---- TEXTE FOURNI

La médiocratie
04 juin 2008 Mise à jour : mercredi 04 juin 2008.
La Mediocratie :
C’est bizarre, mais j’y pense de plus en plus ! En 1968, un simple mouvement d’étudiant a Nanterre a dégénéré en une « révolution » sociale de grande ampleur touchant tous les secteurs économiques de la France. Le pouvoir en place n’avait absolument pas senti venir le coup, parce qu’absolument déconnecté de la réalité.
Le système argentin :
40 ans plus tard, voilà qu’un simple conflit sur une histoire de rétention de taxe à l’exportation de soja abouti à une sorte de remise en question même du « système argentin ». Quand je parle du « système argentin » je parle de tout ce qui a de plus affligeant existant dans le monde politique et administratif de ce pays. Il serait facile de parler de la corruption (L’Argentine ne serait pas d’ailleurs en premier sur la liste, il y a bien d’autres pays qui la surpasse), mais plutôt d’un système où la médiocrité est de mise dans tous les secteurs.
Prenons par exemple le modèle français. On peut être de droite ou de gauche, des extrêmes ou du centre, tirer à boulet rouge sur le « politique » par esprit potache. Ça serait très, très facile, mais je vous demande simplement de prendre de la distance avec vos propres opinions politiques. Le politique français est une personne instruite. Souvent sortant de l’ENA ou tout simplement d’une grande école, comme pour le haut fonctionnaire. Certe, il peut se tromper, manœuvrer, s’enrichir illégalement, voir faire preuve de copinage, ou s’octroyer quelques commissions au passage, mais …. Il est bon ! Bon dans son domaine, si il a un titre universitaire en économie, il peut parler d’économie, si il vient du monde industriel ou économique, il ne dira pas trop de connerie dans le domaine. Il pourra toujours mentir, pour exagérer, oublier, omettre mais au fond de lui, pour résumer rapidement il n’est pas « con ».
Ah ! Comme ça fait plaisir de savoir que la France a souvent été dirigée par des « pas cons ». De Gaulle, Pompidou, Giscard D’Estaing, Mitterrand, Chirac, se sont quand même tous des gars qui ont écrit des bouquins, philosopher, mémoriser, raconter, ou étaient totalement passionnés par l’histoire de tribus indiennes tainos pour certains ou par l’Egypte pharaonique pour d’autres. Ils nous ont tous montré qu’ils étaient capables de parler de peinture, architecture, musique, philosophie, lettres, etc…
En Argentine, croyez vous que Menem ait pu une fois sortir un bouquin, d’ailleurs sait il lire ? Pensez vous que Cristina Kirchner soit capable de parler peinture, que Duhalde sache ou se trouve l’Egypte ? Que D’Elia puisse savoir que l’homme de Cro-magnon vient de France et ne sort pas forcément d’une discothèque de Once ? C’est le niveau ZERO culturel qui prime dans tout ce bouillon de culture microbien politique.
Mais alors pourquoi ?
Ben oui, pourquoi ? Ben merde alors ! Les argentins, c’est quand même autre chose que ça ! Il y en a eu des Borges, Sabato, des chercheurs, des prix Nobel argentins ! Mais ou sont ils les intellos ? Ceux qui cogitent du cerveau, les littéraires, les « philos » et autre « psychos » qui hantent tous les bars littéraires de Bsas, les penseurs, les conteurs, en un mot, les érudits ! Ou se cachent ils ?

--------
---- MATÉRIEL FOURNI

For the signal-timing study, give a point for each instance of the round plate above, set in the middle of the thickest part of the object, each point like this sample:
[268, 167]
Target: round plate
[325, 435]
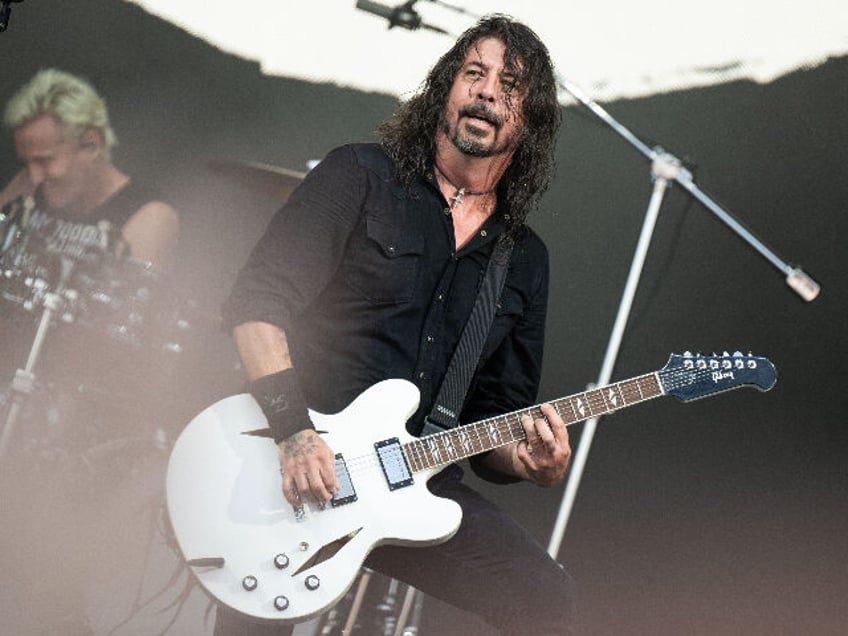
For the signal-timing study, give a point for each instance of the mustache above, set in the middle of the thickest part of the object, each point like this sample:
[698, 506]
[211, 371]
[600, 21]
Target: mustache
[482, 111]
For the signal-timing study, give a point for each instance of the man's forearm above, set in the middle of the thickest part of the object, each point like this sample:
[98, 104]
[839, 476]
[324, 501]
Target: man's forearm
[262, 347]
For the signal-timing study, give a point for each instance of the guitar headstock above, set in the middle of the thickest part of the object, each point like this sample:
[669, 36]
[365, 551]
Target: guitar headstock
[691, 376]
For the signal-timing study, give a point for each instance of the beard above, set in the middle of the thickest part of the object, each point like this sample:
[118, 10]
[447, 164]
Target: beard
[471, 141]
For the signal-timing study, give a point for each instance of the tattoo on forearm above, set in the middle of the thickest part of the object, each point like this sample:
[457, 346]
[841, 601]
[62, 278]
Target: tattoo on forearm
[299, 444]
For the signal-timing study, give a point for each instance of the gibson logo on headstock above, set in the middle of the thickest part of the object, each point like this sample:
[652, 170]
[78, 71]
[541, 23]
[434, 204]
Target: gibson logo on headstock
[718, 376]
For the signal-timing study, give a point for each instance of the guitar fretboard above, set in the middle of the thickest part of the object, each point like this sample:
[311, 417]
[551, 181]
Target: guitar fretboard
[472, 439]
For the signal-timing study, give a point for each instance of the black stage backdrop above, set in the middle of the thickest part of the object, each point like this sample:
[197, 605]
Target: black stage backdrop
[725, 516]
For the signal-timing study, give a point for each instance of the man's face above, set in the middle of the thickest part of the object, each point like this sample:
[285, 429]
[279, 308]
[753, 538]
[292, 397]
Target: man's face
[483, 115]
[53, 160]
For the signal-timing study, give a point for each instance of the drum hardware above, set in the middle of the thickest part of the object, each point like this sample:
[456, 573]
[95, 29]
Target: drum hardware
[23, 381]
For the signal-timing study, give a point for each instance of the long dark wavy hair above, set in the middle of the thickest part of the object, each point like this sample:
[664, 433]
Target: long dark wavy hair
[409, 136]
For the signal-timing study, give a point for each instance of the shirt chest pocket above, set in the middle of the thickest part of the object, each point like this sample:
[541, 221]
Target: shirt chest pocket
[384, 262]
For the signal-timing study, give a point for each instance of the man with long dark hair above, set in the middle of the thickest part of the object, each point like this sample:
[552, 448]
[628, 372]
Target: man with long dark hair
[371, 270]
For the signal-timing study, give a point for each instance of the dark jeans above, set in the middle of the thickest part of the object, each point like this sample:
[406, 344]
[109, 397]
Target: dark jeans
[491, 567]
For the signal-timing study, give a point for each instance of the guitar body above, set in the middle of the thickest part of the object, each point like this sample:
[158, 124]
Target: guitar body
[253, 552]
[250, 549]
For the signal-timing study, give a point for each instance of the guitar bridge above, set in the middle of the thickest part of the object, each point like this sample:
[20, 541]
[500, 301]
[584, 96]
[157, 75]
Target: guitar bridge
[327, 551]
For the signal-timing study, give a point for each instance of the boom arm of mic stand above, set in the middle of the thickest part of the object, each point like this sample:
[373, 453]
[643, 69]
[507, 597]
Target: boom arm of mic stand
[796, 278]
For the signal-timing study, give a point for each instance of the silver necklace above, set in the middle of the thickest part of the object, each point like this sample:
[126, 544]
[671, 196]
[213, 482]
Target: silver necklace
[461, 192]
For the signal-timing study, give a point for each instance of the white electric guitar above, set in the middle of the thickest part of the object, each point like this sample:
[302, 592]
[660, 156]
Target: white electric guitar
[253, 552]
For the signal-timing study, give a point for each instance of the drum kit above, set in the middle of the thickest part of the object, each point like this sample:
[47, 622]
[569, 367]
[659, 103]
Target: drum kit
[108, 307]
[107, 302]
[82, 315]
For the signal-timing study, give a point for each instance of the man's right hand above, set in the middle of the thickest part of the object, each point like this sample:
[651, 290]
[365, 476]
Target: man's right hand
[308, 467]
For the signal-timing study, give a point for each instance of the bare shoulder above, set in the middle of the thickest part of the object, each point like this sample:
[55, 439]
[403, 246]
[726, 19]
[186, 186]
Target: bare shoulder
[152, 231]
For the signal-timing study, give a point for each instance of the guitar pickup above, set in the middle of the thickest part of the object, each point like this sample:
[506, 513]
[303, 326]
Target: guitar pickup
[395, 469]
[346, 493]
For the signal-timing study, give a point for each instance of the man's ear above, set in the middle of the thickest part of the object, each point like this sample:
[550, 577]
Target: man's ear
[91, 141]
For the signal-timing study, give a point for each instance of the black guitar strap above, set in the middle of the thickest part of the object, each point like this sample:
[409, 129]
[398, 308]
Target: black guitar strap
[451, 397]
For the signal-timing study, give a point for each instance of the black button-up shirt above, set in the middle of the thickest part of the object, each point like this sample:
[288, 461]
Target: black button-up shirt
[362, 273]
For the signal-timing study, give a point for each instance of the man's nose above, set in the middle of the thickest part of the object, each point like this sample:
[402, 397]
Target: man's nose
[487, 88]
[36, 174]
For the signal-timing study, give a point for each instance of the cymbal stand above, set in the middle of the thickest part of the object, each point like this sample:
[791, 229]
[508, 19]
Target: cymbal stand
[665, 170]
[23, 382]
[413, 604]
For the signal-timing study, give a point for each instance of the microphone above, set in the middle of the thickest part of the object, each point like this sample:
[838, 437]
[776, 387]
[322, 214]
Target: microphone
[6, 13]
[802, 284]
[403, 15]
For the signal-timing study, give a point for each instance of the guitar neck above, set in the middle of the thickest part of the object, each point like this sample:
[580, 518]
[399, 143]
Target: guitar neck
[472, 439]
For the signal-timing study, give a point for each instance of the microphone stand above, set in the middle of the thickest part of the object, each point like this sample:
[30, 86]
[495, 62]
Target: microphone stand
[665, 168]
[23, 382]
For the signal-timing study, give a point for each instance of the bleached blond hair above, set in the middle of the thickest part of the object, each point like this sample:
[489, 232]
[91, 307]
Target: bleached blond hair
[72, 101]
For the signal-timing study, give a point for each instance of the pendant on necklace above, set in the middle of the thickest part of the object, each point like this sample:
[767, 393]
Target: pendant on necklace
[456, 200]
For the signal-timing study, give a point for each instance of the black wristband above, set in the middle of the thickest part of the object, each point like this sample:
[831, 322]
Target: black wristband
[282, 402]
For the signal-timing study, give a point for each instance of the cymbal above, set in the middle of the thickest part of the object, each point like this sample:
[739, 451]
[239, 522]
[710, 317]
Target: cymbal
[274, 180]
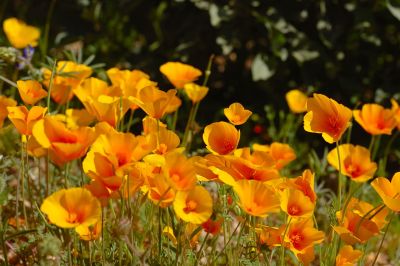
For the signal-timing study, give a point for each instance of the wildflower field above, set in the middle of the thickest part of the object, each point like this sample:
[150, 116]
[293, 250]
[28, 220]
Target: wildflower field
[118, 164]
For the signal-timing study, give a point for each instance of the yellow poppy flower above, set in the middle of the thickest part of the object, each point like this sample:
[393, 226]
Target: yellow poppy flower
[194, 206]
[4, 103]
[23, 119]
[236, 114]
[296, 204]
[348, 256]
[389, 191]
[221, 138]
[179, 74]
[68, 77]
[30, 91]
[297, 101]
[355, 162]
[72, 208]
[326, 116]
[195, 92]
[256, 197]
[180, 171]
[375, 119]
[64, 145]
[20, 34]
[153, 101]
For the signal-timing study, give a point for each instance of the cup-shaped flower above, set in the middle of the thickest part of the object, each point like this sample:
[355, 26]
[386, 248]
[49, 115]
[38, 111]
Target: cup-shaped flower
[153, 101]
[375, 119]
[389, 191]
[20, 34]
[180, 171]
[296, 204]
[64, 145]
[326, 116]
[301, 238]
[256, 197]
[30, 91]
[24, 119]
[297, 101]
[236, 114]
[221, 138]
[67, 78]
[195, 92]
[355, 162]
[360, 222]
[348, 256]
[179, 74]
[72, 208]
[194, 206]
[4, 103]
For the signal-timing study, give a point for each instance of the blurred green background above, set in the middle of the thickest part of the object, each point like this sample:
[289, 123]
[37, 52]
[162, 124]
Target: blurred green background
[348, 50]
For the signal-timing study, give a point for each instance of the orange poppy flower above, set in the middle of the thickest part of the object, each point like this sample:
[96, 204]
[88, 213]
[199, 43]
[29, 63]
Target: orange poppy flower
[355, 162]
[221, 138]
[195, 92]
[193, 206]
[236, 114]
[64, 145]
[297, 101]
[256, 198]
[296, 204]
[23, 119]
[4, 103]
[30, 91]
[179, 74]
[282, 154]
[72, 208]
[353, 228]
[348, 256]
[20, 34]
[375, 119]
[153, 101]
[67, 78]
[301, 238]
[389, 191]
[326, 116]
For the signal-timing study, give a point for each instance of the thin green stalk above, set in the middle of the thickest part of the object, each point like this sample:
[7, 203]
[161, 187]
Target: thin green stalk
[383, 238]
[283, 242]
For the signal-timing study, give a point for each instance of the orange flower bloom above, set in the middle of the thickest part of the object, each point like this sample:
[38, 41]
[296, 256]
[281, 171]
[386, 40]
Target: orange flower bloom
[221, 138]
[256, 198]
[389, 191]
[154, 101]
[357, 225]
[72, 208]
[30, 91]
[179, 74]
[375, 119]
[23, 119]
[355, 162]
[236, 114]
[326, 116]
[281, 153]
[301, 237]
[194, 206]
[67, 78]
[64, 145]
[4, 103]
[195, 92]
[20, 34]
[348, 256]
[180, 171]
[297, 101]
[296, 204]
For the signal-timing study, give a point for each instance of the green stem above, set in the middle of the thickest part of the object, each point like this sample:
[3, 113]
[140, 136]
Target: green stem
[383, 238]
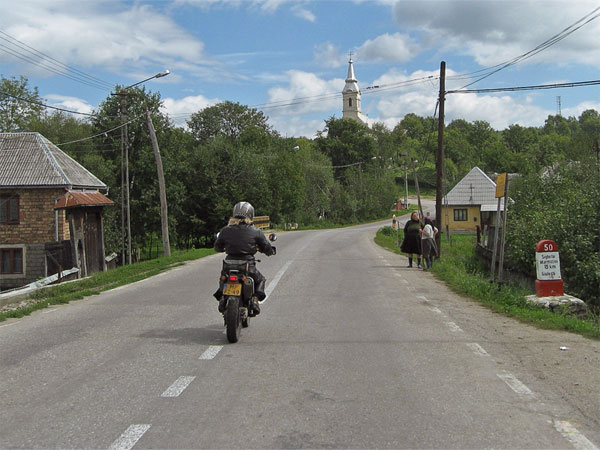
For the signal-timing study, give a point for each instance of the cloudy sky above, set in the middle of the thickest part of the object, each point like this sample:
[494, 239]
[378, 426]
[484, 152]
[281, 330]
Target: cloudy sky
[289, 58]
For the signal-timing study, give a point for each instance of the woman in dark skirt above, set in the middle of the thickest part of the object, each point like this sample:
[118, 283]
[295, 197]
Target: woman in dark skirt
[412, 239]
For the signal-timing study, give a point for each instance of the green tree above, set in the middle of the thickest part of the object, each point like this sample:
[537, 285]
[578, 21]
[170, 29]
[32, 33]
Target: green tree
[19, 104]
[226, 119]
[143, 183]
[347, 143]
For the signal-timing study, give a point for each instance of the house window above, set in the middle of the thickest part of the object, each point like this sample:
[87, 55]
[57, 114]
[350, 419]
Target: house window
[11, 260]
[460, 214]
[9, 209]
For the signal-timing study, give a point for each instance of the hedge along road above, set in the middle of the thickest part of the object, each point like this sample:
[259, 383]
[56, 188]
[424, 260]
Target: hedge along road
[352, 349]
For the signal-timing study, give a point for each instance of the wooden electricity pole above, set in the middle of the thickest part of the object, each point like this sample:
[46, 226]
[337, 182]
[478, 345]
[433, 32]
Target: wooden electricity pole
[161, 187]
[439, 160]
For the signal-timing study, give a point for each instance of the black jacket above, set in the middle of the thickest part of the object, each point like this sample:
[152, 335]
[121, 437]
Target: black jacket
[242, 241]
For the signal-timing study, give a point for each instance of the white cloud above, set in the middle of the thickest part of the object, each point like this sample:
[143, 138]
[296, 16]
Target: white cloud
[329, 55]
[395, 47]
[90, 34]
[303, 13]
[493, 31]
[70, 103]
[306, 93]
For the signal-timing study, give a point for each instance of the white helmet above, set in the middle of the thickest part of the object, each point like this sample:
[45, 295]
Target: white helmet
[243, 210]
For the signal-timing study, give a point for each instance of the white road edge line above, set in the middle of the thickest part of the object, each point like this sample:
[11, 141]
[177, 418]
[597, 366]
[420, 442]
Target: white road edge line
[477, 349]
[178, 387]
[570, 433]
[211, 352]
[515, 384]
[273, 283]
[130, 437]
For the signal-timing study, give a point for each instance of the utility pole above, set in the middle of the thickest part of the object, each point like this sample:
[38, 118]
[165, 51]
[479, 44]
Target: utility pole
[161, 187]
[439, 161]
[125, 144]
[123, 120]
[125, 206]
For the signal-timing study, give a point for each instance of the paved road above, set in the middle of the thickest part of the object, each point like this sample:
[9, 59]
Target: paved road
[352, 350]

--------

VOTRE OBJECTIF: Rédigez la suite du texte sur la médiocratie en Argentine, en reprenant juste après la question « Ou se cachent ils ? ». Le matériel n'intervient pas dans cet exercice.

RÉPONSE:
Je lis le Clarin et la Nación tous les jours, il y en a des tonnes d’articles vrais, bien pensés, bien ficelés, des qui font bien penser dès le matin en avalant son café au lait et qui donnent de la réflexion pour le reste de la journée. Les journalistes sont aussi des « pas cons ».
Mais voila, ici nous sommes en Argentine, le brave gars qui est arrivé ici le premier un beau jour au XIXème dans une pampa bien humide avec son cheval et ses premières graines dans la main, en a fait pousser du blé dans son porte feuille. Son fils a repris l’estancia qu’il a remise à son propre fils…. Bref, un monde bucolique et riche, le père Sarmiento à la fin du XIXème siècle s’est pris pour Jules Ferry et Jaurès réunis, et nous a ouvert une tripoté d’école, fac, collège à surpasser la France de l’époque.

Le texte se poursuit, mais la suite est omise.